Your objective: Isolate every line in the data with the string "large" and copy it.

Dataset items:
· · ·

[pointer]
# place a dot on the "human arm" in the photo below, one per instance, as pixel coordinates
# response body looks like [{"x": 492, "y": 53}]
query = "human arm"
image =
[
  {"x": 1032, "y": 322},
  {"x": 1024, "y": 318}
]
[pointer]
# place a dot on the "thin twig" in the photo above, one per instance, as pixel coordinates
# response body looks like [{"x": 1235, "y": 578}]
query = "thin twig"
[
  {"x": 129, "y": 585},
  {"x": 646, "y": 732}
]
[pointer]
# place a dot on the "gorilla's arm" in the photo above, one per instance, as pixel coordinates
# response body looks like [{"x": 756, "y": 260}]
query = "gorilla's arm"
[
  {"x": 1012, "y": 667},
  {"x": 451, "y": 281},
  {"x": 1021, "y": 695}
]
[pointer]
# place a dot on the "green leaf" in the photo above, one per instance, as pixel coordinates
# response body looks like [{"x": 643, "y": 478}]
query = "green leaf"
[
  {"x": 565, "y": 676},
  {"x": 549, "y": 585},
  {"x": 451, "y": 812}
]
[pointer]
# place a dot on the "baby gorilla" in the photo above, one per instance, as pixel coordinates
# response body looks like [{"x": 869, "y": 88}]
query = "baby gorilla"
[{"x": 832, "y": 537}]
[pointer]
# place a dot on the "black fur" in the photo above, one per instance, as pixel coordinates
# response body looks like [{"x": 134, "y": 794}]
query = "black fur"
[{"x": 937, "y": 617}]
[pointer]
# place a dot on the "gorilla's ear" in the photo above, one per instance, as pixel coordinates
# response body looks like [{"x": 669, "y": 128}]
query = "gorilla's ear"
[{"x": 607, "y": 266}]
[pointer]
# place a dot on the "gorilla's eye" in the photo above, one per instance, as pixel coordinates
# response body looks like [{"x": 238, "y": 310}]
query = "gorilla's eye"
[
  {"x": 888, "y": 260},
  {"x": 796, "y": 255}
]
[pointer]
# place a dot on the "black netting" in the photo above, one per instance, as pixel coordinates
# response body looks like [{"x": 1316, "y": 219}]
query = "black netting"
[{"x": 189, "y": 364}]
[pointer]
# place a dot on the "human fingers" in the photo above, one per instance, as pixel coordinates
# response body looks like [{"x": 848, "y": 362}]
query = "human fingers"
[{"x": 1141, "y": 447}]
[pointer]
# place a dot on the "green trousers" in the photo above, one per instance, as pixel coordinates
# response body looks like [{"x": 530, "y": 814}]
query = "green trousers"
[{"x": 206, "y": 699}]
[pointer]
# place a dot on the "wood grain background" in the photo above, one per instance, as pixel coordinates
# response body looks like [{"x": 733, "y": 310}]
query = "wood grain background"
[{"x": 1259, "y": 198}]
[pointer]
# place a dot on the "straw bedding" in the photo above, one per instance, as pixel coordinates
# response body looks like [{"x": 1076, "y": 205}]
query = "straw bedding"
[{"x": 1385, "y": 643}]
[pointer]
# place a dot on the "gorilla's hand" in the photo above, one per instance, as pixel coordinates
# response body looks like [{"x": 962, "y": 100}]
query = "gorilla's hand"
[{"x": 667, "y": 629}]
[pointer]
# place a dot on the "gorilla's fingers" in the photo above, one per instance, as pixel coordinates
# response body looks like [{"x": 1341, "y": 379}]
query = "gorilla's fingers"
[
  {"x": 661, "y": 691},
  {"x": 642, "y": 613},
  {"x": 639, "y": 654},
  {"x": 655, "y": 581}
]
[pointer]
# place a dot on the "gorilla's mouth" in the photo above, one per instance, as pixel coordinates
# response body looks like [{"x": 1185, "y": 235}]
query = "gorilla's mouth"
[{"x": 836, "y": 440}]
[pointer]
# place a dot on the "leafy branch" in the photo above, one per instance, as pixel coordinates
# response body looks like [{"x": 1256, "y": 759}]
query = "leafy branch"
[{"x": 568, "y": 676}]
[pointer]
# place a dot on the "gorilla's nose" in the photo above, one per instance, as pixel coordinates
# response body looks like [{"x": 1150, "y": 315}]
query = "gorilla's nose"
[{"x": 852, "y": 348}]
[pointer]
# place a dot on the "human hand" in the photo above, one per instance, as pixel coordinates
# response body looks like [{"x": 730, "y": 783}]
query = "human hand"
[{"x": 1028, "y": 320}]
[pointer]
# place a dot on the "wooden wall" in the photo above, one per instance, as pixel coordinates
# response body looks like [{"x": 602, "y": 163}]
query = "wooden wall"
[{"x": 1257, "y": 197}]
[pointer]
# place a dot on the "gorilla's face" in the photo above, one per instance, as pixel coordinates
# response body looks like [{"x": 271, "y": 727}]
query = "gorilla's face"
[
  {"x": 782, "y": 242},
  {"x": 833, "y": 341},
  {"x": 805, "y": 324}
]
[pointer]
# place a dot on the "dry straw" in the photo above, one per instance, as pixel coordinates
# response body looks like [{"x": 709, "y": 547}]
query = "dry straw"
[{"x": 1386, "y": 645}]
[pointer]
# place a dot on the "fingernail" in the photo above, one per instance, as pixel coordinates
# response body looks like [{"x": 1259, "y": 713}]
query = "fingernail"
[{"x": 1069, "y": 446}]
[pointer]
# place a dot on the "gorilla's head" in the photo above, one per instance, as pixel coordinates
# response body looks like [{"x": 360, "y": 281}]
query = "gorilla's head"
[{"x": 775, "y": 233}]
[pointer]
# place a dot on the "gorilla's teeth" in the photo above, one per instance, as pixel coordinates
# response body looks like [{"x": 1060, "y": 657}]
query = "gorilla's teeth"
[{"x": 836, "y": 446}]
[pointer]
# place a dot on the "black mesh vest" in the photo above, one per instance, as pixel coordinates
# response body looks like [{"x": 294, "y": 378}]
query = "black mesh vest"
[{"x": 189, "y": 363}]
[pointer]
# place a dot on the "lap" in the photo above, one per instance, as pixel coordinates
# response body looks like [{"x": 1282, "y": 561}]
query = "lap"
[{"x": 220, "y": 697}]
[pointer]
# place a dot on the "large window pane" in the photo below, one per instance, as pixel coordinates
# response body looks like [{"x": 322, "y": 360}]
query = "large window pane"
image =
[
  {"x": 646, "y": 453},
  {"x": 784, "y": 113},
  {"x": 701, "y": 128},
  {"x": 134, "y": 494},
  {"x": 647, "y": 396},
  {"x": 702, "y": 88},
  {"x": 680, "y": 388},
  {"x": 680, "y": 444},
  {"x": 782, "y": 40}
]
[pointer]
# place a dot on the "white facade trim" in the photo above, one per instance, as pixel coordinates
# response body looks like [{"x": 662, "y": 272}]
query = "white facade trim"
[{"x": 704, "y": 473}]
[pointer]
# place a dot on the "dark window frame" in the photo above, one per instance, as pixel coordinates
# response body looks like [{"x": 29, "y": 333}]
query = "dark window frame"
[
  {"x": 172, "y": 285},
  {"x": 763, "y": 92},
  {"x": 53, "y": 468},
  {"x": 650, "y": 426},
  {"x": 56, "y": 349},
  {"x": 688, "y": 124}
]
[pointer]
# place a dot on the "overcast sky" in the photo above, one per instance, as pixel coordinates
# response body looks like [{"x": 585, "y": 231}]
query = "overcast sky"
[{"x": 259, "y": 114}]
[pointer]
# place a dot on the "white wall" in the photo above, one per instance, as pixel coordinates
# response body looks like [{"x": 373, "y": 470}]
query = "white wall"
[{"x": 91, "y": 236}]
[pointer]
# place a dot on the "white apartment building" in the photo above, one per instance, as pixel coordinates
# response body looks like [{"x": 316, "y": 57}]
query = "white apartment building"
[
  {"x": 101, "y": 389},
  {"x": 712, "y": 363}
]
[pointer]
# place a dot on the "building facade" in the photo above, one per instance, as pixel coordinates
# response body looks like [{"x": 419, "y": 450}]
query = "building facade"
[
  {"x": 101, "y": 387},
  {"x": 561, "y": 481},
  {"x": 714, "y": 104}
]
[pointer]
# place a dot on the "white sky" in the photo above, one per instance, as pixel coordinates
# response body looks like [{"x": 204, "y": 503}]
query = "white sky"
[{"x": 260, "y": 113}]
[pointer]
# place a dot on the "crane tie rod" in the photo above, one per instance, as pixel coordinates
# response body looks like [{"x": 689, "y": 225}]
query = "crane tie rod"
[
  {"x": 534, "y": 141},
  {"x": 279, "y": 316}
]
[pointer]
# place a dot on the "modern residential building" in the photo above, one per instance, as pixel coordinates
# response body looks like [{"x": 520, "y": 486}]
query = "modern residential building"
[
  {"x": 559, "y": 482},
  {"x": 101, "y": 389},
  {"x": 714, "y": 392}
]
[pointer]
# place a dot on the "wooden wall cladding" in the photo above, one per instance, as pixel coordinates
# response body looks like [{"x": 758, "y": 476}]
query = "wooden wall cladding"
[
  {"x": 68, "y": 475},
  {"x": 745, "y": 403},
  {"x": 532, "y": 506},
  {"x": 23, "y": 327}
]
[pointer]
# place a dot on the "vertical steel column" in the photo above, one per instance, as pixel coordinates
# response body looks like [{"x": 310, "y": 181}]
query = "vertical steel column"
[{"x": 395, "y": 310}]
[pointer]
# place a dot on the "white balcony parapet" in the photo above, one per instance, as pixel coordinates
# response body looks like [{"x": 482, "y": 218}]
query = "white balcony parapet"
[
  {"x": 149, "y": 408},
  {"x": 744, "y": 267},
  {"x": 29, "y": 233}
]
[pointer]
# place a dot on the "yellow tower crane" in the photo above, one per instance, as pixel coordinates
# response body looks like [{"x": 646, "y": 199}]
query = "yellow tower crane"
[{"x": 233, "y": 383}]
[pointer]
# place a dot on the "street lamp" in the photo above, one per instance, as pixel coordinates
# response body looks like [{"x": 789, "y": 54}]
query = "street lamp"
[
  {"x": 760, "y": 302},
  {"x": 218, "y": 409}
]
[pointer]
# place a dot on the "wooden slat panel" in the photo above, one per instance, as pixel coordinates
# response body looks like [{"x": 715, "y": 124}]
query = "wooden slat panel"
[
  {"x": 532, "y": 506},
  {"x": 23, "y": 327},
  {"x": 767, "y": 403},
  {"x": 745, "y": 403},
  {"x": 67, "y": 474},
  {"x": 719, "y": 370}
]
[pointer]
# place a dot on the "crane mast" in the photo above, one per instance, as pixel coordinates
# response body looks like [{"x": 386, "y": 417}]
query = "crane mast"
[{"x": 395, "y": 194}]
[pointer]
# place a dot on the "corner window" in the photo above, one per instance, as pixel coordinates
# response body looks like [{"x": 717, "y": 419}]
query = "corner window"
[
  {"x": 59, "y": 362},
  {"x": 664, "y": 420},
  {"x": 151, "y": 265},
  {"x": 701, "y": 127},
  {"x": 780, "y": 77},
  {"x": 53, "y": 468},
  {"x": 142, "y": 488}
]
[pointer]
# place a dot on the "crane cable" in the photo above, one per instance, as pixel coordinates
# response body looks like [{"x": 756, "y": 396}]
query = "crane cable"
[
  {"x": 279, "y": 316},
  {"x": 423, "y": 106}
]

· · ·

Answer box:
# place a dot on the "large window pane" in the photo below, one per instance, as pixel coordinates
query = "large window pane"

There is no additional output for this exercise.